Всё это он, может быть, имеет, но пошлость остаётся пошлостью. Автор подсказывает мысль, что в советском обществе трудящиеся должны работать без выходных дней. Рассказ "необычайно жизнен" оправдывается Мариэтта Шагинян. "Он передаёт вам правду главного, бессмертного импульса нашей новой жизни". Читатель ждёт очередного чуда, и оно действительно совершается: "Тут вовсе не то, что люди в выходной потянулись на службу. Ничего подобного! Это настоящий выходной, и люди развёрнуты в их личной жизни. Но только стремление пойти "на люди" и выражает их личное, желание отдохнуть в спокойном, широком, развёрнутом во времени (когда не надо суетиться и торопиться, а можно поговорить и провести время) пребывании вместе. Советскому человеку уже скучно одному. Ему хорошо, когда он вместе с себе подобными".

[ЗАПИСИ ДАННЫХ]
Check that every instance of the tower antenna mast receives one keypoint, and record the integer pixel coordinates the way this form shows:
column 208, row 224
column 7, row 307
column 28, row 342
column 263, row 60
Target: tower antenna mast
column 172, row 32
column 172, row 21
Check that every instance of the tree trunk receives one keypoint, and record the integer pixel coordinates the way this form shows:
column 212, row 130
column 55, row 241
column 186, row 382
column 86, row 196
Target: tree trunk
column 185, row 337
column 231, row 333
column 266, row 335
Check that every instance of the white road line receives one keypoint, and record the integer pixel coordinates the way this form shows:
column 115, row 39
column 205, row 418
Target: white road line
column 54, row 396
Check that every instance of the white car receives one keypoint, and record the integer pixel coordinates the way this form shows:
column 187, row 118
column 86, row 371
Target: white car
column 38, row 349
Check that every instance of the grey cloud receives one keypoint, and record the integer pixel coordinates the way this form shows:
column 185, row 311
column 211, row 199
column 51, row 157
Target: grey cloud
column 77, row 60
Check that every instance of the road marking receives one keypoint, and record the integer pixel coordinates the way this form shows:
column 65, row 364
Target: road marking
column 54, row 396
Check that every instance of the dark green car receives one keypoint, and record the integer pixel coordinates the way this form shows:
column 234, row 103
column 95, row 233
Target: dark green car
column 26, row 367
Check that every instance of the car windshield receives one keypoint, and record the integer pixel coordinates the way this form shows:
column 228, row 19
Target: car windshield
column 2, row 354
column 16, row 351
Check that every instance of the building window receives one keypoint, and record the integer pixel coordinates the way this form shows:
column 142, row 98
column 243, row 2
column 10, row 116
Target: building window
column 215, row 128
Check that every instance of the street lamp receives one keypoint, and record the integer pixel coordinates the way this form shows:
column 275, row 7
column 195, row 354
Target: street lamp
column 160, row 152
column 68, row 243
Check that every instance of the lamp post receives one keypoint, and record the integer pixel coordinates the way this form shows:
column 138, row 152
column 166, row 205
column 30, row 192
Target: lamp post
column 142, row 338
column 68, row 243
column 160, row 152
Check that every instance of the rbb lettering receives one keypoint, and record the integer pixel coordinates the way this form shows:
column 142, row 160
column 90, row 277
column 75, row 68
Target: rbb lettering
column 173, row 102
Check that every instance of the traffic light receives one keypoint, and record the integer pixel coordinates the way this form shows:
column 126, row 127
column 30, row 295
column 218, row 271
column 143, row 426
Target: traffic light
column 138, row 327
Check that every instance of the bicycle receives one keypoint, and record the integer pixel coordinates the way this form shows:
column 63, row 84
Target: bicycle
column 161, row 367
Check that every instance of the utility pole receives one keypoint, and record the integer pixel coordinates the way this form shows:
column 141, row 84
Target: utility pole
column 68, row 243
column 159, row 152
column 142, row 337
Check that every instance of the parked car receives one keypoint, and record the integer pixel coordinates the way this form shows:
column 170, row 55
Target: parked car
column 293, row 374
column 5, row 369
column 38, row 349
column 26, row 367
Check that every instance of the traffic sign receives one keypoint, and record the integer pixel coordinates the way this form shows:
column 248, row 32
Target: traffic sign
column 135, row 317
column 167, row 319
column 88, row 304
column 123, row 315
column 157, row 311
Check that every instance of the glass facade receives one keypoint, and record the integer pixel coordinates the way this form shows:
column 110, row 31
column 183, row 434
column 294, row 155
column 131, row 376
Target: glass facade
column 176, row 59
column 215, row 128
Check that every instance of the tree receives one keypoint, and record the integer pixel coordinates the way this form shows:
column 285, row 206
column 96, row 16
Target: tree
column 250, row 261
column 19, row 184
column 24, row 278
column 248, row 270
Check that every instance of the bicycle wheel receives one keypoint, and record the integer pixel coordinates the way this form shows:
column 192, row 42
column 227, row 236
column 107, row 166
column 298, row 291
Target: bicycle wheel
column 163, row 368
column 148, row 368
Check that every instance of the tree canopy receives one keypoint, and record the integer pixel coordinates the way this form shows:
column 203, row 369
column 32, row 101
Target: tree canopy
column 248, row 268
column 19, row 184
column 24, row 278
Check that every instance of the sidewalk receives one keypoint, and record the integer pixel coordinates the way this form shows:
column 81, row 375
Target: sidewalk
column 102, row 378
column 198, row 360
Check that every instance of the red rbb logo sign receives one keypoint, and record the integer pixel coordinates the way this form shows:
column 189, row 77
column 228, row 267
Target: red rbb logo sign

[КОРОТКОЕ ЗАДАНИЕ 1]
Перепиши записи от их начала до строки с «column 266, row 335» включительно, переименовав «tree trunk» в «tree bole». Всё прочее в этих строках оставь как есть.
[КОРОТКОЕ ЗАДАНИЕ 2]
Допиши продолжение отрывка о рассказе и отзыве Мариэтты Шагинян, начиная сразу после его последней фразы.

[ОТВЕТ 1]
Check that every instance of the tower antenna mast receives one keypoint, and record the integer pixel coordinates the way this form shows:
column 208, row 224
column 7, row 307
column 28, row 342
column 263, row 60
Target: tower antenna mast
column 172, row 32
column 172, row 21
Check that every instance of the tree bole receives one keypoint, and record the integer pixel coordinates the way this form shows:
column 212, row 130
column 55, row 241
column 186, row 382
column 86, row 196
Target: tree bole
column 185, row 337
column 231, row 333
column 266, row 335

[ОТВЕТ 2]
Сколько софистики для того, чтобы окрестить порося в карася! Всякому понятно, что факт остаётся фактом: люди приходят на службу в выходной день, вместо того чтобы отдыхать. Несмотря на все дополнительные разъяснения Мариэтты Шагинян, рассказ о выходном дне хуже, чем "сюсюкание". Советский человек может, в случае необходимости, работать без выходных, но он имеет право на отдых и, если нет чрезвычайных обстоятельств, хочет воспользоваться этим правом без всяких чудес. Автор рассказа фальшивит. Если человеку скучно, он может отправиться в гости, в клуб, на прогулку, в театр. Контора не единственное место, где он находится в обществе "себе подобных". Наконец, ч в своей семье он не одни. Странно было бы думать, что люди могут общаться между собой только на службе. Когда человек проводит время за книгой, посещает музей, смотрит картину в кино, он общается со всем народом, даже со всем человечеством. Именно автор фальшивого рассказа хочет отнять у трудящегося человека эту возможность более широкого общения, делает его отшельником - своей конторы.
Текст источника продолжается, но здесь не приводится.